FUENTE:
San Gregorio de Niza

“… esperar la potencia de este Dios que viene a consolarnos, que viene con poder, pero su poder es la ternura, las caricias que han nacido de su corazón, su corazón que es tan bueno que ha dado su vida por nosotros”
Papa Francisco

Nuestro Pastor vela

Uno de los primeros elementos que nos entrega el kerigma es el encuentro con un Dios que cuida, protege, defiende, vela, ampara. Esas son las funciones de un pastor; así que nos encontramos con Dios-Buen-Pastor. Reflexionando en otro momento sobre el Buen Pastor descubríamos en Él, en su Presencia protectora, el antídoto contra toda zozobra: ¡No temáis!  Ese es el Dios que nos acompaña a nosotros en nuestro caminar, (el que con tanto esfuerzo el enemigo se empeña en robarnos, porque ya sabemos que a ese le gusta nuestra intranquilidad, nuestra preocupación, nuestro nerviosismo; ese hace buenas migas con nuestro corazón desgarrado por los afanes y las angustias; nos volvemos sus presas fáciles, es feliz cuando nos debilita con la intranquilidad de lo que sobrevendrá  …);  cuando –en realidad- todo eso debe dejarse en las manos de Dios. Si no somos dueños ni de la caída o permanencia de nuestros cabellos pegados al cuero cabelludo, ¿qué podremos prevenir con afanarnos? ¡Insensatos!

En cambio, si logramos aquietarnos en la paz que nos regala el Señor, ¡qué solaz!, ¡qué infinita dulzura de paz y serenidad! Comparable a la grey cuando sabe que su Pastor la cuida, que está a cargo, que vigila al lobo y sus acechanzas, que no lo dejará atacarnos. Y no, no es inconciencia, no es irresponsabilidad; por el contrario, es comprensión clara de nuestros alcances, de nuestra fragilidad, de nuestros límites. Es, también, conciencia humilde y justiprecio de Quien-es-el-Todopoderoso. Él nos da la paz que el mundo no puede darnos y que, por el contrario, se empeña en conculcarnos.

En cambio, nuestro Pastor nos conduce hacia prados tranquilos, su vara y su cayado nos dan seguridad. Y no nos sirve una copa mezquina, por el contrario, nos sirve la copa rebosante que es la copa de la plenitud de vida, como lo afirma en la última frase de la perícopa del Evangelio de este día.

DETALLES DEL EJERCICIO: En la reflexión sobre el Buen Pastor, la oración que empieza con «Uno de los primeros elementos que nos entrega el kerigma» describe a Dios con varios verbos. Enumera todos esos verbos.

LÍNEAS MOSTRADAS:
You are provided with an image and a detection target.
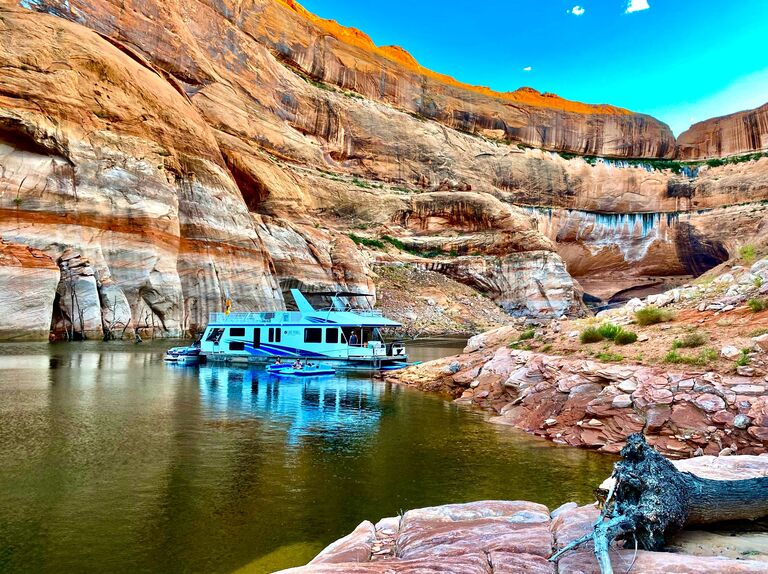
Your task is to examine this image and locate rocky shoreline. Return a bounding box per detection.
[274,455,768,574]
[387,327,768,458]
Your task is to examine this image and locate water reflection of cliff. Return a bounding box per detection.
[199,366,384,446]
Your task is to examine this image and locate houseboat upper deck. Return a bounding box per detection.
[201,289,408,367]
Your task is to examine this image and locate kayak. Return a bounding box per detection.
[379,361,421,371]
[267,363,292,373]
[274,367,336,377]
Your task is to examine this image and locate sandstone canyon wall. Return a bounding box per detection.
[677,104,768,159]
[0,0,768,337]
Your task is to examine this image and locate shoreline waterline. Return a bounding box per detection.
[0,340,613,573]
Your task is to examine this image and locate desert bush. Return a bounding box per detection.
[739,243,757,263]
[595,351,624,363]
[672,333,707,349]
[664,349,717,366]
[635,305,672,327]
[736,349,749,367]
[613,329,637,345]
[597,323,621,341]
[349,233,384,249]
[517,329,536,341]
[579,327,604,343]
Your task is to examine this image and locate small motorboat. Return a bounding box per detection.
[275,365,336,377]
[163,343,202,365]
[267,363,293,373]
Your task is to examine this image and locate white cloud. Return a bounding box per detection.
[624,0,650,14]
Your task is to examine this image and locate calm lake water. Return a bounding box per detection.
[0,340,613,573]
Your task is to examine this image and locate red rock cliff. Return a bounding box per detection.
[677,104,768,159]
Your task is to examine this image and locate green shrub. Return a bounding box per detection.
[579,327,604,343]
[739,243,757,263]
[517,329,536,341]
[635,305,672,327]
[595,351,624,363]
[672,333,707,349]
[664,349,717,366]
[349,233,384,249]
[597,323,621,341]
[699,349,718,365]
[613,329,637,345]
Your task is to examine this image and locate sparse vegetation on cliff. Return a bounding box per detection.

RESPUESTA: cuida, protege, defiende, vela, ampara